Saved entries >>
--- START ---

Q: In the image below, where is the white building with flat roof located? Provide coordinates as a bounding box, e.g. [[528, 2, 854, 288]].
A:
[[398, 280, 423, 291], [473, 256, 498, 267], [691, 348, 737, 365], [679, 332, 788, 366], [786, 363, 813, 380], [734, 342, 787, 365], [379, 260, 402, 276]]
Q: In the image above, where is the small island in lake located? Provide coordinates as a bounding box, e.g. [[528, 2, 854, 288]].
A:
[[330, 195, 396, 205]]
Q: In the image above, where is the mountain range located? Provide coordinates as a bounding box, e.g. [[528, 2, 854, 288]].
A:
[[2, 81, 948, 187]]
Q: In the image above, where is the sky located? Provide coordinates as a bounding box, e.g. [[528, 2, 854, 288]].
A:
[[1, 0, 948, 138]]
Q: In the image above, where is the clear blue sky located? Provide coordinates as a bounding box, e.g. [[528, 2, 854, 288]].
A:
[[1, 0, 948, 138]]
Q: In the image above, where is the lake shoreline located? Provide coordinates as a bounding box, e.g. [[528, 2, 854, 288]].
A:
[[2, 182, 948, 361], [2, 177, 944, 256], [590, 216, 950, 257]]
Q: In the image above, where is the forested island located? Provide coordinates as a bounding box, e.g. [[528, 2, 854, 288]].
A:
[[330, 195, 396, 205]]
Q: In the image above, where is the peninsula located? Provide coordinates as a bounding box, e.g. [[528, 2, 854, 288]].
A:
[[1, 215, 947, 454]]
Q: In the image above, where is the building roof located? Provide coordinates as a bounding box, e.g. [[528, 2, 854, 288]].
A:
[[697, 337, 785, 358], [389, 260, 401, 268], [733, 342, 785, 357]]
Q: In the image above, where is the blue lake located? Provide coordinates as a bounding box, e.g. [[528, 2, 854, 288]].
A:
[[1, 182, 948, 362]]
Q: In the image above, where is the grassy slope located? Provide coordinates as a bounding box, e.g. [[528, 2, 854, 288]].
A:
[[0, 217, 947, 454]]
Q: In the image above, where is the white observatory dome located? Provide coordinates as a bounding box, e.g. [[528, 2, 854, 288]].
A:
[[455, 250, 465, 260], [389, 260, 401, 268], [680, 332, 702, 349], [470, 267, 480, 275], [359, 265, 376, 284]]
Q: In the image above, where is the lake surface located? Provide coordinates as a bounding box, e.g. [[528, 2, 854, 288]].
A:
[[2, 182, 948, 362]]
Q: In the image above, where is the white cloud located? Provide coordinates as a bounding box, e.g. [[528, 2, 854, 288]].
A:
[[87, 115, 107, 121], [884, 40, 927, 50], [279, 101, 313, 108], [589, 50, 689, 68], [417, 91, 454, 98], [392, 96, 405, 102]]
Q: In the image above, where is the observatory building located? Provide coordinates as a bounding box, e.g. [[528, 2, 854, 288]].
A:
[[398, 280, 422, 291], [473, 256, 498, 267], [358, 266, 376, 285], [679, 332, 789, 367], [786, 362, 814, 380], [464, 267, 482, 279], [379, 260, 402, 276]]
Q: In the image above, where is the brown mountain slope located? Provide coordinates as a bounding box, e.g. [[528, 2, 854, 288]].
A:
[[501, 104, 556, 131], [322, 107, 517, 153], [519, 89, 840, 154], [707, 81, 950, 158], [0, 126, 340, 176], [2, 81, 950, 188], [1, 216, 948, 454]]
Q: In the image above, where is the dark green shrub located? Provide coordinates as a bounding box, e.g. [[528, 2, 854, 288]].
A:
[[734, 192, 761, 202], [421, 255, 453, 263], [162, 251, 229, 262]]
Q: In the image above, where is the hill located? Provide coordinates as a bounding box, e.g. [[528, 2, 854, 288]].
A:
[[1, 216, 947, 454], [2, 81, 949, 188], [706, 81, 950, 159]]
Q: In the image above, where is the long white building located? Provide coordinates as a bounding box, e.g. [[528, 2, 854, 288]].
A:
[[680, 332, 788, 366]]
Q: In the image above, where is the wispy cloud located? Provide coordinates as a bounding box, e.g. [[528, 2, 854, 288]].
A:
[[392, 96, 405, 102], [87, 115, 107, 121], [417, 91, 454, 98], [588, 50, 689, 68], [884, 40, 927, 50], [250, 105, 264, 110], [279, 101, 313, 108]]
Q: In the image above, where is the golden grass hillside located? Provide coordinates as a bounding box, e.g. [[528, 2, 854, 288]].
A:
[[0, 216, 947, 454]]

--- END ---

Directions for this task >> Set every line down again exactly. Begin with the first line of the entries and finish with the line containing "Q: In the image above, where is the small".

Result for this task >>
Q: In the image below, where is the white building with flat roof located? Provide coordinates as a bounding box, e.g. [[528, 2, 854, 288]].
A:
[[398, 280, 423, 291], [473, 256, 498, 267], [691, 348, 737, 365], [679, 332, 788, 366], [786, 363, 813, 380], [734, 342, 787, 365], [379, 260, 402, 276]]
Q: In the image above, where is the small island in lake located? Provide coordinates as a bounding box, e.g. [[528, 2, 854, 288]].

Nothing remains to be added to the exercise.